* Start INFORMATION SHOWN *

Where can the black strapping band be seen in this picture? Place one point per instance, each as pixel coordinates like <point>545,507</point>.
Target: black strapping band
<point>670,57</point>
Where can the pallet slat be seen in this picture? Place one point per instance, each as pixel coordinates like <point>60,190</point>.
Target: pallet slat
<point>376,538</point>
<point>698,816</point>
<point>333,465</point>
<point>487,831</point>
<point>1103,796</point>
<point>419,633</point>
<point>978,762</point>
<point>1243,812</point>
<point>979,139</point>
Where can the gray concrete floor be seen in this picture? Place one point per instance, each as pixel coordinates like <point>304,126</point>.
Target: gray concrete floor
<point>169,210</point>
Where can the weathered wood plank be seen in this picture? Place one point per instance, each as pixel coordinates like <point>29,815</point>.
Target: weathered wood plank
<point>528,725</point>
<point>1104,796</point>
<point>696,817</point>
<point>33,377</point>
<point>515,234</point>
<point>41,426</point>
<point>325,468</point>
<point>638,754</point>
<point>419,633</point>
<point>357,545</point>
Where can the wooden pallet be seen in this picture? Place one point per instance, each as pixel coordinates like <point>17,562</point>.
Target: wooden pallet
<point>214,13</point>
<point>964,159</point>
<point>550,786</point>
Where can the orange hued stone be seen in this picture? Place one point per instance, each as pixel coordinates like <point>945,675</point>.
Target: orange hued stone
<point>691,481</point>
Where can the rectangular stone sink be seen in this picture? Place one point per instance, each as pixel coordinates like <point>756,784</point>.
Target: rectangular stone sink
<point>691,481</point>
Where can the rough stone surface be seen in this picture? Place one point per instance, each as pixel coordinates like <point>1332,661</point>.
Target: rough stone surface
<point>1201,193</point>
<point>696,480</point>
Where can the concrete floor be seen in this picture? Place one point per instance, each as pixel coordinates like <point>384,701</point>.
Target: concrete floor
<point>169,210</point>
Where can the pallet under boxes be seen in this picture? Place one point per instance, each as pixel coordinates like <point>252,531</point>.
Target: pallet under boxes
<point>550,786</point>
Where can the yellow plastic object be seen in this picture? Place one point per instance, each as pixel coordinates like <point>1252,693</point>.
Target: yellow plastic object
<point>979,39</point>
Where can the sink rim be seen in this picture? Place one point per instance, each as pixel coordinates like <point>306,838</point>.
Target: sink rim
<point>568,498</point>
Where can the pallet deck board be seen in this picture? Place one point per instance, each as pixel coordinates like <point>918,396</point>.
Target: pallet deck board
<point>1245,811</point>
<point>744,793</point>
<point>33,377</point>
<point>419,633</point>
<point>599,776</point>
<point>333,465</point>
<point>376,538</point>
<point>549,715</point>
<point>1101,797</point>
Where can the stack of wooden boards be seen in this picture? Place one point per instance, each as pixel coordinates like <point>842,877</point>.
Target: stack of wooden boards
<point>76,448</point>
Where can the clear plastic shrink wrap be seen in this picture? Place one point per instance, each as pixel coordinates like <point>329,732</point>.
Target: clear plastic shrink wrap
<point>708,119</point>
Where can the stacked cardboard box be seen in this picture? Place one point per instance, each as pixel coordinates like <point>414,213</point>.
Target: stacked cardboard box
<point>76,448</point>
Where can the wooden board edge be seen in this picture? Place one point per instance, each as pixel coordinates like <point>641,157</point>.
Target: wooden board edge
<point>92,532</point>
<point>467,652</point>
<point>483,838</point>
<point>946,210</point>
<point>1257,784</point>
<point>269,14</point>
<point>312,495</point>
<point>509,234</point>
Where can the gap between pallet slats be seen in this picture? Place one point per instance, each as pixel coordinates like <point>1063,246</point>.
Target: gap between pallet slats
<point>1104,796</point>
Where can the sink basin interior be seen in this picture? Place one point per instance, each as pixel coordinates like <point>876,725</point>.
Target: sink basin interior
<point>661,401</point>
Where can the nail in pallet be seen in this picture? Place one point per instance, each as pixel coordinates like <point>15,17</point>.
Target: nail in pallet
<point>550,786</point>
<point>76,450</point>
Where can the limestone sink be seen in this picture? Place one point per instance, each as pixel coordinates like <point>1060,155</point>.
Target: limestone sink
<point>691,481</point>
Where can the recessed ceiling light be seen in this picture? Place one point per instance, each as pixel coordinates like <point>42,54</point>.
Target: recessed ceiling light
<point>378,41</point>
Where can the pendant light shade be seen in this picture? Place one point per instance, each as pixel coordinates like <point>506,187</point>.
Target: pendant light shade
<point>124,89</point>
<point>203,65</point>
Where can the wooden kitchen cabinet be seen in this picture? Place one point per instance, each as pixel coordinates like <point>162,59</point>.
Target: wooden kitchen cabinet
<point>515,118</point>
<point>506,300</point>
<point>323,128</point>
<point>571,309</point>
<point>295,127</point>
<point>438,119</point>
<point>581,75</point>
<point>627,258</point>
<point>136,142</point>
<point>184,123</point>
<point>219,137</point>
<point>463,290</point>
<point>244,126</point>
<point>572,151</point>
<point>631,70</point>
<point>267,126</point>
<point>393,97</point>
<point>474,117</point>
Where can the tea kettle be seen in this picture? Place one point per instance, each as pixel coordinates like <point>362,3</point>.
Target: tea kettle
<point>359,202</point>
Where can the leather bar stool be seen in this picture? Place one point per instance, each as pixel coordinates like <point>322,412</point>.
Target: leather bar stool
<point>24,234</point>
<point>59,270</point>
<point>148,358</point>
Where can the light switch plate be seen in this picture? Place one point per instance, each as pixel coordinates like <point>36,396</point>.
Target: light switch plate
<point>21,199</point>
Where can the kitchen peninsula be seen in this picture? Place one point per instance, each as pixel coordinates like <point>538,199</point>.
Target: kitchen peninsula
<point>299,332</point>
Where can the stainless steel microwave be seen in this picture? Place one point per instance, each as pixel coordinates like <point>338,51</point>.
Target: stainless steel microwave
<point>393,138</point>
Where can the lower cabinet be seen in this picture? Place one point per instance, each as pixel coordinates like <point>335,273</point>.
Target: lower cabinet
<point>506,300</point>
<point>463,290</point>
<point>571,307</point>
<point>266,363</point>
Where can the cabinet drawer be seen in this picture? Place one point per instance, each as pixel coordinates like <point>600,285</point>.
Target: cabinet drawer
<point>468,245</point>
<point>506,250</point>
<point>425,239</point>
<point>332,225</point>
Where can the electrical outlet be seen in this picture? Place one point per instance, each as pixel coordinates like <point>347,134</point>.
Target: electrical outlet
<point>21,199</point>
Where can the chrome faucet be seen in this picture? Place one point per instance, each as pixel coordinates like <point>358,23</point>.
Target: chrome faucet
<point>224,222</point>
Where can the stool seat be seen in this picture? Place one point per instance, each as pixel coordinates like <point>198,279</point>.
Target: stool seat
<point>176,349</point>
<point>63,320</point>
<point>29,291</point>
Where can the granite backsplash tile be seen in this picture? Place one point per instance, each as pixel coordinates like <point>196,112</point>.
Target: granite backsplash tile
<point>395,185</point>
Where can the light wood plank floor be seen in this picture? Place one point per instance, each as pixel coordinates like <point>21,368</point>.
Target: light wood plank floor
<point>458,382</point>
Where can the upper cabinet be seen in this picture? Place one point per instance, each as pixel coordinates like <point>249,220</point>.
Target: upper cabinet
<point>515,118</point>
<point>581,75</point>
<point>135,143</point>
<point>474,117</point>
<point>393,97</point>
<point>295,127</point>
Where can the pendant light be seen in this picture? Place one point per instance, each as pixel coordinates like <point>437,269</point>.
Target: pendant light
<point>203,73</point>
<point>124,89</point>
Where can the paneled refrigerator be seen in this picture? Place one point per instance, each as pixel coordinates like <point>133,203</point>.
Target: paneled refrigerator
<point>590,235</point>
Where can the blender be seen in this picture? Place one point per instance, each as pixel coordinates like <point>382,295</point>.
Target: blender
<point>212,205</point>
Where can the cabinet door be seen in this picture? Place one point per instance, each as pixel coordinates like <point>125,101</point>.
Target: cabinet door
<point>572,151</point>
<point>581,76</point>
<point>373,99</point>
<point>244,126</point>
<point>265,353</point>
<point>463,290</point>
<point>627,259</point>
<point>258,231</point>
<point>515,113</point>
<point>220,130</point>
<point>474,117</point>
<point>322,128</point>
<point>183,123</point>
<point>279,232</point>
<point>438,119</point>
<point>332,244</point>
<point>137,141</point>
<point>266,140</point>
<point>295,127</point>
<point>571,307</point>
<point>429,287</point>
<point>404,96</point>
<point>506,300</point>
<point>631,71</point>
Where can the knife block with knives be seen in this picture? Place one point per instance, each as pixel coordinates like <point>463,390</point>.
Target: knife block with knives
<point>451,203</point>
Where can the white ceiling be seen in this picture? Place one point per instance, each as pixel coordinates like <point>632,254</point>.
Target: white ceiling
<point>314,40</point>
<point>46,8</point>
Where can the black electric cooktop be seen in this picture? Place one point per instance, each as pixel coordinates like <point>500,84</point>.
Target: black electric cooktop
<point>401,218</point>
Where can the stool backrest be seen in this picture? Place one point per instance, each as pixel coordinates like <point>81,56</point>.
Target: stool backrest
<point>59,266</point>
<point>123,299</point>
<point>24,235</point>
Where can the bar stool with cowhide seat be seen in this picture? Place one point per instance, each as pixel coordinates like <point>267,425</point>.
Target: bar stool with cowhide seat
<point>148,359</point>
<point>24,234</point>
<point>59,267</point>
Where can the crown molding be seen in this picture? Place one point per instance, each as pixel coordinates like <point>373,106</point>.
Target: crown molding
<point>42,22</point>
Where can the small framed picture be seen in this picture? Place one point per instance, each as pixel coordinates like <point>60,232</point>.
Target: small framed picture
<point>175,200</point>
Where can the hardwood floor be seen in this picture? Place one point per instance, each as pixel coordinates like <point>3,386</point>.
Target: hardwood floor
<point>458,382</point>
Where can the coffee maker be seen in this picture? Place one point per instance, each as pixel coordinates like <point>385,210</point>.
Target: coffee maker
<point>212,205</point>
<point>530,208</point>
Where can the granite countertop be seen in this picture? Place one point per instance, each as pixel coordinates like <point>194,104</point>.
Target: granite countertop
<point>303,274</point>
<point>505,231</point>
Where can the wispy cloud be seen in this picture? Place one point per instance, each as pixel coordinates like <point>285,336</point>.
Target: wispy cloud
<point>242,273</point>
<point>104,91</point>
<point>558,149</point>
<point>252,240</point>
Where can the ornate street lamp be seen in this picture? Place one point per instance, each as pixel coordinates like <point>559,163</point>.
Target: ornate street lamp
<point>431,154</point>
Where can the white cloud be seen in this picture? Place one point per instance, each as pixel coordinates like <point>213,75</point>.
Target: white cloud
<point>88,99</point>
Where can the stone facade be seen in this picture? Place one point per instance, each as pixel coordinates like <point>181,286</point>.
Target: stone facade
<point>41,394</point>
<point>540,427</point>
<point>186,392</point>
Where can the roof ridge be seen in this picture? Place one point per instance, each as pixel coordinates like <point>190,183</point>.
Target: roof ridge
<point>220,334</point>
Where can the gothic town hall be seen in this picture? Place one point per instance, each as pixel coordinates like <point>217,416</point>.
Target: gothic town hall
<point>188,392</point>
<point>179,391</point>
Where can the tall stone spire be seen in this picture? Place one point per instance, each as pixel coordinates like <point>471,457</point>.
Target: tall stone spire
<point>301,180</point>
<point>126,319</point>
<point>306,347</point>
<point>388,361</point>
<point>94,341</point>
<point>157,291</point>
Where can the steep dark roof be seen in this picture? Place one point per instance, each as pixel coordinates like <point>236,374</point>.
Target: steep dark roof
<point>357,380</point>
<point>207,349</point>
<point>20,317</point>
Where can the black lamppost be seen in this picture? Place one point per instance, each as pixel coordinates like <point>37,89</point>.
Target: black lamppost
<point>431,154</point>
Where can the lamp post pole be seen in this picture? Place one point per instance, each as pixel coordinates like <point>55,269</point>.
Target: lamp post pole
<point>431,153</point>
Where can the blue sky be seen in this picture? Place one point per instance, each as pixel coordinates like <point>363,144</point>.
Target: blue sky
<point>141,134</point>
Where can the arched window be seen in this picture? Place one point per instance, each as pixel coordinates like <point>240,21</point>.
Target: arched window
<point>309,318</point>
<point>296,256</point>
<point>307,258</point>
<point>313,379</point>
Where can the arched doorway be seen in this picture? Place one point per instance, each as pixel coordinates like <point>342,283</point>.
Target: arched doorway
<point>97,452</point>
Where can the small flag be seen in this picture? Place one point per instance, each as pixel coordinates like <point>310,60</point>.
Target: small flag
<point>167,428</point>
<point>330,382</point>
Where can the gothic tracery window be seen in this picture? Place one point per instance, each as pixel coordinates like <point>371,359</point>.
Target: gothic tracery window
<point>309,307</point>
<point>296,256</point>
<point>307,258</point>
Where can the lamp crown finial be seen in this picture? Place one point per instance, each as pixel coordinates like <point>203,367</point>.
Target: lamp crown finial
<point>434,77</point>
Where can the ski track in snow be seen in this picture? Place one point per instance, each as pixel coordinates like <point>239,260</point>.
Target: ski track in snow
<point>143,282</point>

* End INFORMATION SHOWN *

| STATED GOAL |
Please revise the items from the line with "Where can the chrome" to the line with "<point>224,222</point>", replacing "chrome faucet" with "steel faucet" and leaving everything else unchanged.

| RESPONSE |
Where can the steel faucet be seen in this picture? Place one point per instance, each as pixel coordinates like <point>358,23</point>.
Target: steel faucet
<point>224,222</point>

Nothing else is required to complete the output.